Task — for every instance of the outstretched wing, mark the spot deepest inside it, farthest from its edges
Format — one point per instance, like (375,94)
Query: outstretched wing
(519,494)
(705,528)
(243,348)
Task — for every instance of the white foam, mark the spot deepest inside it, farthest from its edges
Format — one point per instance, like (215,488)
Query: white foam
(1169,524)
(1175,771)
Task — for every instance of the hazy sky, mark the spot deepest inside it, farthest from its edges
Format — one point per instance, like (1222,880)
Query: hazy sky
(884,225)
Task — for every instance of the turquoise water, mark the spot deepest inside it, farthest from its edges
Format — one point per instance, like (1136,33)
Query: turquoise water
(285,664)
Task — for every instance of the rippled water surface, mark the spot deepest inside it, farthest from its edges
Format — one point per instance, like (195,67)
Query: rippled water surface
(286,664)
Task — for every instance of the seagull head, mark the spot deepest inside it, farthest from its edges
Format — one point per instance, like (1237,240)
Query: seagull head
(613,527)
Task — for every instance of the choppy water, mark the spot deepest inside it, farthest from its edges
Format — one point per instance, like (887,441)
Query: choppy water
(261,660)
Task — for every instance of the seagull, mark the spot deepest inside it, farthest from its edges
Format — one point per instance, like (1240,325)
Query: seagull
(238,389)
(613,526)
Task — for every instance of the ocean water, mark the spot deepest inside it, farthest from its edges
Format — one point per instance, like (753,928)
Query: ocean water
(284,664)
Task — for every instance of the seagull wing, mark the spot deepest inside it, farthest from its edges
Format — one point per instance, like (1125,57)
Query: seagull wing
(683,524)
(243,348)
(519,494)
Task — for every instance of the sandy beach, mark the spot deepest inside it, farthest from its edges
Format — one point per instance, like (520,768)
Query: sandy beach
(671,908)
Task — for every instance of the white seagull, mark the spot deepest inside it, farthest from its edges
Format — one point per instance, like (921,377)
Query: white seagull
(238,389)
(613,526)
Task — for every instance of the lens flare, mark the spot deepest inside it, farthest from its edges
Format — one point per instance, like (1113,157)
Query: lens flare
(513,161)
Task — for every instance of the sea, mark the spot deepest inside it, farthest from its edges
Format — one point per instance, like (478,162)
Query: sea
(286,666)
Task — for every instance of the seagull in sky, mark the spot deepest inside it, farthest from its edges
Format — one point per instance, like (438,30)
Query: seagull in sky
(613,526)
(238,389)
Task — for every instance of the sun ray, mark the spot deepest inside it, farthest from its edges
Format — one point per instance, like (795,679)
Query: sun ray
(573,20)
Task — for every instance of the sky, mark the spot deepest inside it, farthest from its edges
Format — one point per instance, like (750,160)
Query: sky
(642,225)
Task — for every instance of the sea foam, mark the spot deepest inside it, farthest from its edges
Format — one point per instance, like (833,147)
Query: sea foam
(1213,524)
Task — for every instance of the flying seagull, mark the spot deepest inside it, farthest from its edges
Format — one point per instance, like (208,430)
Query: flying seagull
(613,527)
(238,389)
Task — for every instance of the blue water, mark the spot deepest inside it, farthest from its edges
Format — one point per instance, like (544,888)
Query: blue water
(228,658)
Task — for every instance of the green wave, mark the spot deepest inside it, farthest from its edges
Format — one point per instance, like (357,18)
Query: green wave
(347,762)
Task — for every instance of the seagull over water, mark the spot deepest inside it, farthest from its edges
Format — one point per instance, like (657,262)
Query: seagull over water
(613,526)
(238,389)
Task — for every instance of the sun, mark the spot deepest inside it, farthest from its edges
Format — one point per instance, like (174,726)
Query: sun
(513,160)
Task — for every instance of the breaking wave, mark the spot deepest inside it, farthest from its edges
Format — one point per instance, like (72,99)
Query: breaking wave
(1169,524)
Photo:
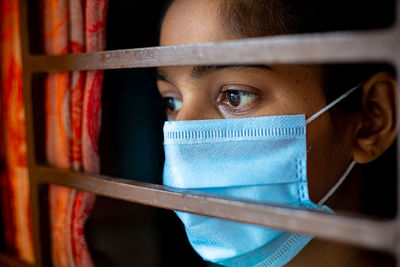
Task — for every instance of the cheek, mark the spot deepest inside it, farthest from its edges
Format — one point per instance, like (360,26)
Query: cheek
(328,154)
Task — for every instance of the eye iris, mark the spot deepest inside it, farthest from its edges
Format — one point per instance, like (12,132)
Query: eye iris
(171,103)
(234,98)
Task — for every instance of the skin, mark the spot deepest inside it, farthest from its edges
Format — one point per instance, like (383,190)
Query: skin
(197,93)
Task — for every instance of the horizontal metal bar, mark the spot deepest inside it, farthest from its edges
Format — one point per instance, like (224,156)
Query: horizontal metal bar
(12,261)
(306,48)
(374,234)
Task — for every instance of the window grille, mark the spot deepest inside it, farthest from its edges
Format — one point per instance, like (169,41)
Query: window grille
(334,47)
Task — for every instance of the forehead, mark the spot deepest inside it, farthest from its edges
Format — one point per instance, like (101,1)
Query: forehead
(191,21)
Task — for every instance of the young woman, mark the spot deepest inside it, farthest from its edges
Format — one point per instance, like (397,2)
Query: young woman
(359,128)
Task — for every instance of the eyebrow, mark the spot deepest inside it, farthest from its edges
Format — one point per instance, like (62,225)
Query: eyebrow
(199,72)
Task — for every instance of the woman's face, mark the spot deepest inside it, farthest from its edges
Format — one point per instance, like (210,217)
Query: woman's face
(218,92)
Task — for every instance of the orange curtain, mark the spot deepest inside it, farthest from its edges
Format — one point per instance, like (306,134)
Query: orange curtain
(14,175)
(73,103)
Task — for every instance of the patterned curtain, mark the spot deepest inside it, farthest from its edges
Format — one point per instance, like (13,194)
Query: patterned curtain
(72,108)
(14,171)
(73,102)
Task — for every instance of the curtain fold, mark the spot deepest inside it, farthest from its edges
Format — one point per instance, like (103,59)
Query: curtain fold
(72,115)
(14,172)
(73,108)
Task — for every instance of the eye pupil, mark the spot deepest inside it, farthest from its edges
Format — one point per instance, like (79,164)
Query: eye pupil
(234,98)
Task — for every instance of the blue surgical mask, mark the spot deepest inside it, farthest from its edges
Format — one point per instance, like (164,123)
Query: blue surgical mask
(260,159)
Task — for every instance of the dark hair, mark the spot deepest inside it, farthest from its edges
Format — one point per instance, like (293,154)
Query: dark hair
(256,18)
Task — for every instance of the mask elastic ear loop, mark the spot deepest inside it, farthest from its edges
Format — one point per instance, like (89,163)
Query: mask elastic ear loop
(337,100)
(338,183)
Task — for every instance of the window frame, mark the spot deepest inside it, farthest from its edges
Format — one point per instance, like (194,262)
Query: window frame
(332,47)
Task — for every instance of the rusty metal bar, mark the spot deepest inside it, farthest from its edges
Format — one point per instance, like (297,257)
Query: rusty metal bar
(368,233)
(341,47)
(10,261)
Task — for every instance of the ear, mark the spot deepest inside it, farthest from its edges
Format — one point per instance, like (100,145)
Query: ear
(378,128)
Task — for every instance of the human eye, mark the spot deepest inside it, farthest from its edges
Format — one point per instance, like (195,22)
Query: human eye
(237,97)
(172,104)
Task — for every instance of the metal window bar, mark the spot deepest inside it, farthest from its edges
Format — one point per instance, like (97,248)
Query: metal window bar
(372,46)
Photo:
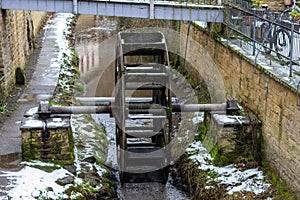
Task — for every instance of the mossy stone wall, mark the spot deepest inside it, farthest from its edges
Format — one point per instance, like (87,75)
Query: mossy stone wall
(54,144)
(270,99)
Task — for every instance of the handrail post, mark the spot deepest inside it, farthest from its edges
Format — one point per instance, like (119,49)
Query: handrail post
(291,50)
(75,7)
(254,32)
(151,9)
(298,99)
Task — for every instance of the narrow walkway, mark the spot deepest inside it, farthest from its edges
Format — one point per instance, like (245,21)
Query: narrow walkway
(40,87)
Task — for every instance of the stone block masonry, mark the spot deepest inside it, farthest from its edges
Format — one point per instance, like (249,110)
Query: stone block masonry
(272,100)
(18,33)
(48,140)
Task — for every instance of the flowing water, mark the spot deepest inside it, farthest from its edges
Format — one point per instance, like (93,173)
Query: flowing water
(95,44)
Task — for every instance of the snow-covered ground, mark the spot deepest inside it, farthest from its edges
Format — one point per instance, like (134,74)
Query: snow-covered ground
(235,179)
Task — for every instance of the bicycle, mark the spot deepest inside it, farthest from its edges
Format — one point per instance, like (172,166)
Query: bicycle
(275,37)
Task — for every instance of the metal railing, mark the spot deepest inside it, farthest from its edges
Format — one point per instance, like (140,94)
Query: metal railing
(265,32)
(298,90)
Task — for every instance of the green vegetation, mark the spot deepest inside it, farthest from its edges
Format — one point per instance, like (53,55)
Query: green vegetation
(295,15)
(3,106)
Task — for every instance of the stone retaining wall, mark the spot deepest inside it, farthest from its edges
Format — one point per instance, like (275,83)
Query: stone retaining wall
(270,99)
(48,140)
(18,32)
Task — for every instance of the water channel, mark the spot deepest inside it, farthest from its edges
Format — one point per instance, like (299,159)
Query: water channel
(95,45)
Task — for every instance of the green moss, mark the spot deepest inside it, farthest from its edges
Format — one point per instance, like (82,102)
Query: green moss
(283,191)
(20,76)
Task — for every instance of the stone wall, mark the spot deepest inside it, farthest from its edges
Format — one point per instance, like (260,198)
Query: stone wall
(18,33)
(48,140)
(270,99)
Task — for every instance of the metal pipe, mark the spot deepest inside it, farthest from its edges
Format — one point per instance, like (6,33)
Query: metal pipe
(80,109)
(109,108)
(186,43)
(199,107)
· · · · · · ·
> **Short exercise**
Copy out only the material from the line with "Task — for every instance of the metal railing, mark" through the end, swapping "water channel" for "drainage ditch" and leaving everything else unchanged.

> **Exercise response**
Task — for every instance of the metal railing, mark the spot deepest inside it, farthest from its edges
Format — one point per instance, like (140,94)
Query: metal railing
(265,32)
(298,90)
Task — for every instance of the green vegetation, mark the spot deepest inside it, farthest from its edges
Format — one point per instance, like (53,55)
Query: green vegetation
(295,15)
(3,106)
Task — for every instance of the stone retaining wall, mark the spot deepest inside it, farthest from its edges
Format — one point per instance, like (275,83)
Query: stone retaining wall
(270,99)
(48,140)
(18,32)
Task — for every instance of the drainage ditch, mark the spot deepest inside it, farthest from its edges
Format — one point per instance, like (299,159)
Query: drainage ditch
(95,45)
Task — for every instance of the green moss, mark the spot deepest inside it, farthest from its edges
Format — one point per instance, like (82,102)
Query: green moss
(283,191)
(20,76)
Task — for every instance of the stone wall, mark the spot deepest inside it, farthest from its edges
Format — one point per instance, like (260,198)
Query: stone wall
(18,33)
(48,140)
(270,99)
Task — for every instance of the metal pipe, mark the spot deepest inside it, farthest from its edges
Format — one point per instance, like (6,33)
Query: metal pipe
(80,109)
(109,108)
(186,43)
(199,107)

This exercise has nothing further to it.